[start of EXTRACTED DATA]
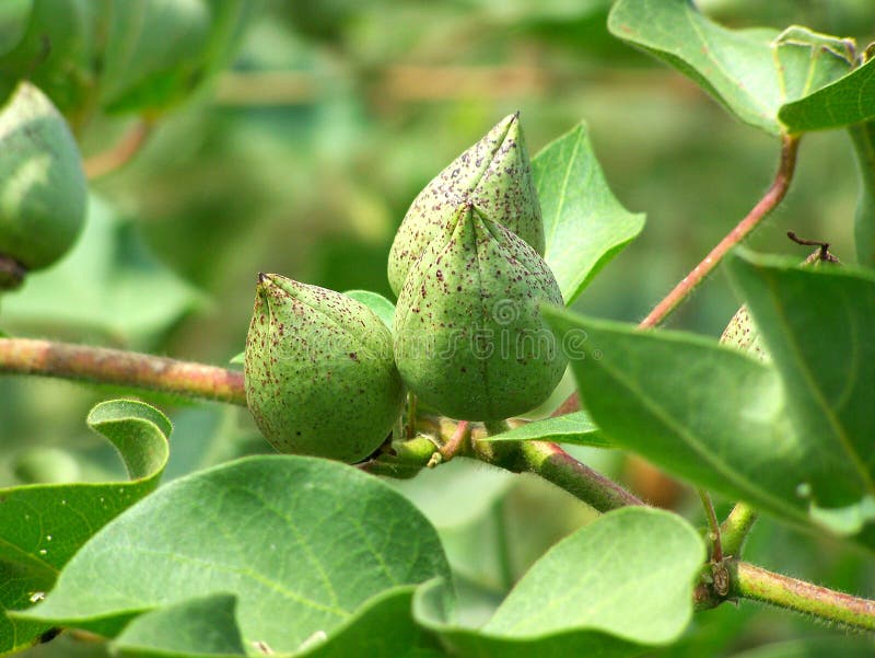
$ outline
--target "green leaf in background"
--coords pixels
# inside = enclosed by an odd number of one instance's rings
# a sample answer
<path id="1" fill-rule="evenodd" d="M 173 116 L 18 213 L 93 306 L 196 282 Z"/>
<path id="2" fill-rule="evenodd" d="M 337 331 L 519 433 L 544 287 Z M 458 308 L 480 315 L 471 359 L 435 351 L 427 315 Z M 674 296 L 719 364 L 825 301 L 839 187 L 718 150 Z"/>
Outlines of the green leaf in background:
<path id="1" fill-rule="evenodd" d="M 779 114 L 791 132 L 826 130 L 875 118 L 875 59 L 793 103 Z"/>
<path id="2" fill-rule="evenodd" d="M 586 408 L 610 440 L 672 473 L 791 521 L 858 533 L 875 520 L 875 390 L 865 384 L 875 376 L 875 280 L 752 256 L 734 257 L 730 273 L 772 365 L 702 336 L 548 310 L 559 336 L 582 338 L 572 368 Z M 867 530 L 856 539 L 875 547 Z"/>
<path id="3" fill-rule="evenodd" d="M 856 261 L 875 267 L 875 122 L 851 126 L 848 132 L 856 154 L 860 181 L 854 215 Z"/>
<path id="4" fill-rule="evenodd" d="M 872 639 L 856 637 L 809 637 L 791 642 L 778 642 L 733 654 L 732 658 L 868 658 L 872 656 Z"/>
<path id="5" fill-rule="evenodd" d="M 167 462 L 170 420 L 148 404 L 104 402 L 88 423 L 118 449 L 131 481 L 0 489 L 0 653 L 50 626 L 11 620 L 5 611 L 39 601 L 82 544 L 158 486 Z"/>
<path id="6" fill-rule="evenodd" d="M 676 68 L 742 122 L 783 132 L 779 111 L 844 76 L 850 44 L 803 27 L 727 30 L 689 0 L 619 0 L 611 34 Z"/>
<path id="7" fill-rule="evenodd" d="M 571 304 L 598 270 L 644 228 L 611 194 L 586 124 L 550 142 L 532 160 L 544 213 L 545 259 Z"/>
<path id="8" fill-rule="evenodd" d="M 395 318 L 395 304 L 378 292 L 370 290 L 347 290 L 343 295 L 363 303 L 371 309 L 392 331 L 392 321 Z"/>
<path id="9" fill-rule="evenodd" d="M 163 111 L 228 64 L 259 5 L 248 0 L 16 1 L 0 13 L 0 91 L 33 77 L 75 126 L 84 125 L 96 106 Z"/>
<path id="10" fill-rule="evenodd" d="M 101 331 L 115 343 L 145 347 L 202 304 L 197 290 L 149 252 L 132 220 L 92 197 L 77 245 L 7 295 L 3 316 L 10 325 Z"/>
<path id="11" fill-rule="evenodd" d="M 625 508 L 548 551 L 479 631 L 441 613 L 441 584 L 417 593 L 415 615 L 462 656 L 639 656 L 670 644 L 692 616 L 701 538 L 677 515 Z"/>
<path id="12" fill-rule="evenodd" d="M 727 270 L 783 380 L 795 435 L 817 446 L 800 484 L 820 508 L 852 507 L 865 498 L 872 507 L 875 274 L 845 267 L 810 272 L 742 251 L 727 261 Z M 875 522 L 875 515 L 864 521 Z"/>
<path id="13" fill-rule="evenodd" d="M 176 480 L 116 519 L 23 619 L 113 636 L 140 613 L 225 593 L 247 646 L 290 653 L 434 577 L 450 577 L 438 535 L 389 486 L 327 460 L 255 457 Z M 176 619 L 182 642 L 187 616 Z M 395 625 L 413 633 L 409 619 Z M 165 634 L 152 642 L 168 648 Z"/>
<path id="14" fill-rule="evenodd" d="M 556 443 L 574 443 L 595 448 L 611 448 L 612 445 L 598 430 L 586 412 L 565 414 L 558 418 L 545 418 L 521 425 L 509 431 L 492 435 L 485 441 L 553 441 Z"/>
[end of EXTRACTED DATA]
[start of EXTRACTED DATA]
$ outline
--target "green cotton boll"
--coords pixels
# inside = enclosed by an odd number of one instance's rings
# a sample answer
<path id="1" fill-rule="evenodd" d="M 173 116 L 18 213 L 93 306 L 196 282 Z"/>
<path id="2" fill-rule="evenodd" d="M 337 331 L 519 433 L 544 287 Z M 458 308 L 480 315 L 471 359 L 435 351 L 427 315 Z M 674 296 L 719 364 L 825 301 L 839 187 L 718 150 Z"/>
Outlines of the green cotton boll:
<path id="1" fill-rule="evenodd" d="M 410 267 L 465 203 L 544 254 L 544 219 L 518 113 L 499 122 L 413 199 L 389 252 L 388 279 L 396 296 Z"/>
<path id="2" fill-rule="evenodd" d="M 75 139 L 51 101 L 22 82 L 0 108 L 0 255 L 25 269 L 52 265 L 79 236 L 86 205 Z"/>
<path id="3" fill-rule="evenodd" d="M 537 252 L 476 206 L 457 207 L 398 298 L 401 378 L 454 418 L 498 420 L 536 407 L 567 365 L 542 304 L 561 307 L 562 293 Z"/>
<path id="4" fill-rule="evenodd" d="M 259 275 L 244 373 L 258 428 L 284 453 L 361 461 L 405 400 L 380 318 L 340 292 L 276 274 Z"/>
[end of EXTRACTED DATA]
[start of EXTRACTED DATA]
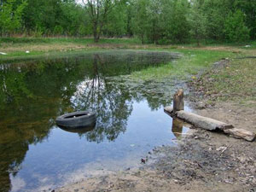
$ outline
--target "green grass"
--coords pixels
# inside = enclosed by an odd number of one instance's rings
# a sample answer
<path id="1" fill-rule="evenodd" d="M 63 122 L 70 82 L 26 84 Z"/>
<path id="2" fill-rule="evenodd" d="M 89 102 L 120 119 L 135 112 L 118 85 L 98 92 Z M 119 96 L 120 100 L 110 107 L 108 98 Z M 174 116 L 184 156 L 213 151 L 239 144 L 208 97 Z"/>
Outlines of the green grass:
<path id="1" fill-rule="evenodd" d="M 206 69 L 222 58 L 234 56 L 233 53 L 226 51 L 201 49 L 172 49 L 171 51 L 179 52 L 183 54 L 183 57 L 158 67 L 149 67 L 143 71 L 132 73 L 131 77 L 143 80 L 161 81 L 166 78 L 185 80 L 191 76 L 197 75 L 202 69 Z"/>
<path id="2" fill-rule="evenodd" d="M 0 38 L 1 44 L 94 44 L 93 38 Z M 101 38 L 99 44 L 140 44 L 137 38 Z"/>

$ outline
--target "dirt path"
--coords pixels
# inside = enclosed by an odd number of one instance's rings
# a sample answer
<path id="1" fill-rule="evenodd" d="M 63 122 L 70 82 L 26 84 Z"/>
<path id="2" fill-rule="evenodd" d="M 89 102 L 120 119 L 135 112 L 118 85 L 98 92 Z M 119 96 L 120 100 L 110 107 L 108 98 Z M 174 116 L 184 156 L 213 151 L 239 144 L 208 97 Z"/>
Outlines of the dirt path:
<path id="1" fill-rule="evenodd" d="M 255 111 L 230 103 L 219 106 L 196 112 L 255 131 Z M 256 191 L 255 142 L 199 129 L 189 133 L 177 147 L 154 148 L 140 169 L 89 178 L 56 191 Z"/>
[end of EXTRACTED DATA]
**TASK PROMPT**: Show every line of the records above that contains the string "background", matching case exactly.

**THE RESULT**:
--target "green leaf in background"
Outlines of the green leaf in background:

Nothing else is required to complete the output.